TASK INSTRUCTIONS: Print the complete set of entries exactly.

EXCERPTED DATA:
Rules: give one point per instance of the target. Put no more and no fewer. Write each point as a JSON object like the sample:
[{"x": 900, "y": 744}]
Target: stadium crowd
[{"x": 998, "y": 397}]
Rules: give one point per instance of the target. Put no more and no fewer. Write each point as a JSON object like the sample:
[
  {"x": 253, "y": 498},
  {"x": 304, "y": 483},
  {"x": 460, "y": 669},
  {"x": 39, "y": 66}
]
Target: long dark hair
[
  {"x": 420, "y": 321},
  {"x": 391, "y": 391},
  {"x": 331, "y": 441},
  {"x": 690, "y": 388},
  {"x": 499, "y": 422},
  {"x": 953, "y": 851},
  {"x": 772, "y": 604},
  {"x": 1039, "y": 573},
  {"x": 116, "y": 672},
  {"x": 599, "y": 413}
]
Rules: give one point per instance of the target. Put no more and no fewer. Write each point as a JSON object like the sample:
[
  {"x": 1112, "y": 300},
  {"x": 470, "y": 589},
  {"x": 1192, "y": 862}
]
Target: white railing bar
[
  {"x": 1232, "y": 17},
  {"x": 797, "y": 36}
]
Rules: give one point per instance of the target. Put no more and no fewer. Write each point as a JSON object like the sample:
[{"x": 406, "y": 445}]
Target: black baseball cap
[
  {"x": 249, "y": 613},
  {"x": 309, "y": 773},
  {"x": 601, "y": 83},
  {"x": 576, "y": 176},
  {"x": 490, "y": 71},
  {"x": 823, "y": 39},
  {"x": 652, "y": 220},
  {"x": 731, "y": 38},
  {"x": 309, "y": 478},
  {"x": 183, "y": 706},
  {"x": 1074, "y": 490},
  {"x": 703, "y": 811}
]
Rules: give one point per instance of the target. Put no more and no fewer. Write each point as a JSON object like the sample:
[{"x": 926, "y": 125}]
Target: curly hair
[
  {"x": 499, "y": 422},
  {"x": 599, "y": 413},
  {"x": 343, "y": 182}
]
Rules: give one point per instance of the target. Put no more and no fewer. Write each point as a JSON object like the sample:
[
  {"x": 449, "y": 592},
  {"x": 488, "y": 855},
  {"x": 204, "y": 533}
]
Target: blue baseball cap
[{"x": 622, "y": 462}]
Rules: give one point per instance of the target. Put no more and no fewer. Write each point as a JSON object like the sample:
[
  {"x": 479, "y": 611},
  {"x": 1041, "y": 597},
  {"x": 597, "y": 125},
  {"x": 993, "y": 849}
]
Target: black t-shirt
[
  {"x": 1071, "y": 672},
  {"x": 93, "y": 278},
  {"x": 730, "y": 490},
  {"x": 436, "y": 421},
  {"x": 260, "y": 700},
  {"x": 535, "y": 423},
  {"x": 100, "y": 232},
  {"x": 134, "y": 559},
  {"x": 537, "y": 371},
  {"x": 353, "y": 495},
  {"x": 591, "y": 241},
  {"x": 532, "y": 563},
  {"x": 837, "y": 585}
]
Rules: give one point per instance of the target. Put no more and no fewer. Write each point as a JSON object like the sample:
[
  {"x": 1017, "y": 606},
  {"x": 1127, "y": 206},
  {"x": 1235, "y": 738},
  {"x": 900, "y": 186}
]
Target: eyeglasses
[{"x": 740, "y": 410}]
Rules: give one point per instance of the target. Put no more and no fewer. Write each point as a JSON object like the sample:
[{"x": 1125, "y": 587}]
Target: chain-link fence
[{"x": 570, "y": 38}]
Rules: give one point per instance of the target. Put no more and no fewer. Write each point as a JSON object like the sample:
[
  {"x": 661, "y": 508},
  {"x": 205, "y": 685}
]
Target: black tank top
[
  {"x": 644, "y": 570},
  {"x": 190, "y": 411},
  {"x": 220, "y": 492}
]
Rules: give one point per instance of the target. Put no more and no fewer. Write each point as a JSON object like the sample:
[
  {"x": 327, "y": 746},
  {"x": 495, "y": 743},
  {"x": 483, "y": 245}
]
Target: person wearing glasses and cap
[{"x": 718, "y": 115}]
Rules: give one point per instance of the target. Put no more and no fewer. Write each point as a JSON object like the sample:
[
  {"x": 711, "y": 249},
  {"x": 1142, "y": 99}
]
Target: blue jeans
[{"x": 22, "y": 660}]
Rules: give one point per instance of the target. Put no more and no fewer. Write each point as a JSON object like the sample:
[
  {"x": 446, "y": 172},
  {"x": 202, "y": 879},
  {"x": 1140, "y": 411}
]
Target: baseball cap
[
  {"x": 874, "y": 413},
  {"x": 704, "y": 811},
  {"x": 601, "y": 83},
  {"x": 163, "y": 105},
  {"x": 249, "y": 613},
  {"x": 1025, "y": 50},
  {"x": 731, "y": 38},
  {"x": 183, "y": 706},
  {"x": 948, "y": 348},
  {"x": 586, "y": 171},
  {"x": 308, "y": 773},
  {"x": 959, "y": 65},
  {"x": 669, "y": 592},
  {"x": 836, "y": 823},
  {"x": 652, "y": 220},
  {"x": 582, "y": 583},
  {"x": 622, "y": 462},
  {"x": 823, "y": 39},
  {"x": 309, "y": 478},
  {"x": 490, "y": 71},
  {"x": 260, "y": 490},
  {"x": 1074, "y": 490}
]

TASK RESPONSE:
Rules: give one point per instance of the target. Put no more and no fewer. Write each point as a JSON object like the sample:
[{"x": 900, "y": 744}]
Target: stadium crowd
[{"x": 998, "y": 397}]
Rules: give one point per instance of the target. Put no more and no fewer. Write each point as a JSON object like the sample:
[
  {"x": 253, "y": 498},
  {"x": 304, "y": 483},
  {"x": 460, "y": 669},
  {"x": 39, "y": 66}
]
Target: long dark hair
[
  {"x": 420, "y": 321},
  {"x": 391, "y": 391},
  {"x": 331, "y": 441},
  {"x": 690, "y": 388},
  {"x": 499, "y": 422},
  {"x": 953, "y": 851},
  {"x": 772, "y": 604},
  {"x": 1039, "y": 573},
  {"x": 116, "y": 672},
  {"x": 599, "y": 413}
]
Rules: give one point per instance of the target. Put no more and no fewer. Write each point as a JSON object like the sample:
[
  {"x": 1112, "y": 300},
  {"x": 470, "y": 589},
  {"x": 1192, "y": 862}
]
Target: white railing bar
[
  {"x": 1232, "y": 17},
  {"x": 797, "y": 36}
]
Rules: give one point per instance of the target. Put no more and no fewer. Write each point as a JSON object like the sample:
[{"x": 406, "y": 445}]
Target: black baseball cap
[
  {"x": 249, "y": 613},
  {"x": 309, "y": 773},
  {"x": 601, "y": 83},
  {"x": 576, "y": 176},
  {"x": 490, "y": 71},
  {"x": 823, "y": 39},
  {"x": 652, "y": 220},
  {"x": 731, "y": 38},
  {"x": 309, "y": 478},
  {"x": 183, "y": 706},
  {"x": 1074, "y": 490},
  {"x": 703, "y": 811}
]
Rules: give one point per instance of the target. Put no more and no fewer. Write each point as a JSON object like the sample:
[{"x": 926, "y": 125}]
Target: curly hair
[
  {"x": 499, "y": 422},
  {"x": 599, "y": 413},
  {"x": 343, "y": 182}
]
Rules: give one point per instance of the target. Put no more and no fewer. Write each point as a JSON object like the sample:
[
  {"x": 449, "y": 592},
  {"x": 488, "y": 855},
  {"x": 204, "y": 533}
]
Target: blue baseball cap
[{"x": 622, "y": 462}]
Rules: give one point per instance of the target. Put no more and no fewer. Write each point as a JSON object like the sample:
[
  {"x": 479, "y": 611},
  {"x": 1041, "y": 597},
  {"x": 597, "y": 125},
  {"x": 993, "y": 849}
]
Target: black t-shirt
[
  {"x": 1071, "y": 672},
  {"x": 93, "y": 278},
  {"x": 730, "y": 490},
  {"x": 436, "y": 421},
  {"x": 260, "y": 700},
  {"x": 535, "y": 423},
  {"x": 100, "y": 232},
  {"x": 134, "y": 559},
  {"x": 537, "y": 371},
  {"x": 353, "y": 495},
  {"x": 591, "y": 241},
  {"x": 532, "y": 563},
  {"x": 837, "y": 585}
]
Rules: give one point per instance of the target. Put no more and no fewer. Write each point as a JSON object like the sample:
[
  {"x": 1017, "y": 606},
  {"x": 1127, "y": 206},
  {"x": 1235, "y": 738},
  {"x": 900, "y": 186}
]
Target: eyeglasses
[{"x": 740, "y": 410}]
Rules: give one point per instance of the target. Put no more and no fewer. Write each point as a JSON object like the sample:
[{"x": 1125, "y": 587}]
Target: chain-link fence
[{"x": 570, "y": 38}]
Rules: give one point per instance of the target. Put no more and no fewer. Write each point as a JSON object like the sample:
[
  {"x": 661, "y": 508},
  {"x": 205, "y": 685}
]
Target: black tank top
[
  {"x": 644, "y": 570},
  {"x": 190, "y": 411},
  {"x": 220, "y": 492}
]
Rules: give one point per instance of the target. Put no more and no fewer. Write each point as a JSON object like the sample:
[
  {"x": 327, "y": 746},
  {"x": 495, "y": 743},
  {"x": 483, "y": 245}
]
Target: person wearing glasses and cap
[{"x": 718, "y": 115}]
Rules: give one point per instance of the target. Put no more and no fewer. Write each point as a JSON object like the sample:
[
  {"x": 711, "y": 249},
  {"x": 1142, "y": 99}
]
Target: blue jeans
[{"x": 22, "y": 660}]
Rules: give one point per instance of the target. Put no more and no fewer. Write each point as a JSON object like the sample:
[
  {"x": 446, "y": 172},
  {"x": 202, "y": 879},
  {"x": 1140, "y": 411}
]
Target: baseball cap
[
  {"x": 874, "y": 413},
  {"x": 704, "y": 811},
  {"x": 601, "y": 83},
  {"x": 163, "y": 105},
  {"x": 249, "y": 613},
  {"x": 1025, "y": 50},
  {"x": 731, "y": 38},
  {"x": 183, "y": 706},
  {"x": 948, "y": 348},
  {"x": 586, "y": 171},
  {"x": 308, "y": 773},
  {"x": 959, "y": 65},
  {"x": 669, "y": 592},
  {"x": 836, "y": 823},
  {"x": 652, "y": 220},
  {"x": 582, "y": 583},
  {"x": 622, "y": 462},
  {"x": 823, "y": 39},
  {"x": 309, "y": 478},
  {"x": 490, "y": 71},
  {"x": 260, "y": 490},
  {"x": 1074, "y": 490}
]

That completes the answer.